▸ CHECK YOUR UNDERSTANDING:
[a] Summarize the piece on Ireland's financial crisis in two sentences.
[b] From the piece on Ireland's financial crisis, output the passage from "Less than a" to "the housing market." word for word.
[c] Pick up the piece on Ireland's financial crisis from where it stops and continue it.

▸ EXCERPT:
::::::
Reputations are earned, not bequeathed, and a crisis tends to bring that to the fore. In sport, teams gain a name for a certain style or temperament, not because they want to be thought of that way, but because they have proved themselves. Similarly, in a financial crisis, the reputations of individuals companies and countries are tested. The Irish banks and the state have failed miserably on both scores.
But it doesn’t stop there. The Irish Central Bank did not give the faintest inkling that this meltdown would occur; nor did the Department of Finance. We can overlook the financial sector economists who continued to cheerlead, because that is part of their job.
But in the economics and finance game, there are still some outfits that have failed miserably, and are still being taken seriously. This takes some chutzpah on their part.
For example, a few weeks ago, there was consternation about the downgrading of Ireland by Standard & Poor’s, the rating agency. There were headlines about the great tragedy of being regarded badly by such a famed international institution as S&P.
Were not these the same guys who gave AAA rating to sub-prime products? If they were happy to rate toxic debt as ‘‘AAA’’, what in God’s name do they know about anything? Why does anyone take S&P – or indeed any of the ratings agencies – seriously?
And what of our own Economic and Social Research Institute? This week, the ESRI came out with a dramatic forecast of 17 per cent unemployment and a prediction that Ireland would experience the worst recession in the western world. The Institute went on to opine that Ireland would have mass emigration and something akin to a collapse in the economy.
Its predictions were listened to as if it had some great insight. The papers led with this story, as did the RTE News at 6 and 9, plus the radio shows. Editorials were based on its content.
Why? I am not saying that it is wrong – I am just pointing out the fact that, like the S&P, the ESRI has got little right so far on this boom/bust cycle. Its own spin is that it has been on top on the situation, but the reality is quite different.
Less than a year ago – just think about that: a mere 12 months ago – the ESRI released a forecast for the Irish economy, predicting that for the next seven years, Ireland would ‘‘grow by 3.75 per cent on average per annum’’. It went on to say that, after a blip in 2009, ‘‘the economy would continue to outperform its EU neighbours’’. Consistently since 2005, it said that a ‘‘soft landing’’ in the property market was the most likely outcome, with a collapse a ‘‘possibility’’ . . .but just that.
The august ESRI with dozens of economists on its payroll, devoted much time to discussing the importance of demographics underpinning the economy. Who remembers that argument?
This partly government-funded independent research institute also went on to ally itself with the lender TSB to give monthly updates on the housing market.
::::::
▸ DATASET EXCERPTS:
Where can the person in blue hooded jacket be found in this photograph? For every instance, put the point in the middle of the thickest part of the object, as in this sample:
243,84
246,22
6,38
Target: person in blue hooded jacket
::::::
▸ RESULTS:
[a] A crisis tests the reputations of companies and countries, and the Irish banks and state have failed miserably, while the Central Bank and the Department of Finance gave no hint of the meltdown. Some outfits that failed are still taken seriously, such as Standard & Poor's, which gave AAA ratings to sub-prime products, and the ESRI, whose forecast of 17 per cent unemployment drew wide coverage even though a year earlier it had predicted average growth of 3.75 per cent a year.

[b]
Less than a year ago – just think about that: a mere 12 months ago – the ESRI released a forecast for the Irish economy, predicting that for the next seven years, Ireland would ‘‘grow by 3.75 per cent on average per annum’’. It went on to say that, after a blip in 2009, ‘‘the economy would continue to outperform its EU neighbours’’. Consistently since 2005, it said that a ‘‘soft landing’’ in the property market was the most likely outcome, with a collapse a ‘‘possibility’’ . . .but just that.
The august ESRI with dozens of economists on its payroll, devoted much time to discussing the importance of demographics underpinning the economy. Who remembers that argument?
This partly government-funded independent research institute also went on to ally itself with the lender TSB to give monthly updates on the housing market.

[c]
Again, as late as last year, this particular ESRI publication was talking about a ‘‘soft landing’’. In its worst-case scenario for the Irish economy, the Institute forecast that the economy would ‘‘under perform by an average of 0.7 per cent per year’’!
How’s that for a volte-face? According to the ESRI, this time last year there was a possibility of a modest underperformance and now we face the worst downturn since the Great Depression. What are we to think?
To put this week’s dismal forecast in context, let’s see more of what the experts in their new building in the docklands said last year: ‘‘Even if current difficulties prove more severe than anticipated, the economy is resilient.” Really?
‘‘The prospect of continuing medium term growth above the EU average is underpinned by favourable trends in labour supply and in productivity. While unemployment is currently rising, with a flexible labour market there should be a return to full employment. Despite current difficulties in building and construction, the economy needs continuing substantial investment in housing over the coming decade.”
Yet their latest report is regarded as gospel. This time last year, following the demise of Bear Stearns, when it was known that the Irish banks had borrowed enormously abroad to finance the boom, when the credit crunch had been ongoing for at least eight months, and when the price of houses was regarded by many punters as a joke, the ERSI claimed that the Irish economy needed more houses!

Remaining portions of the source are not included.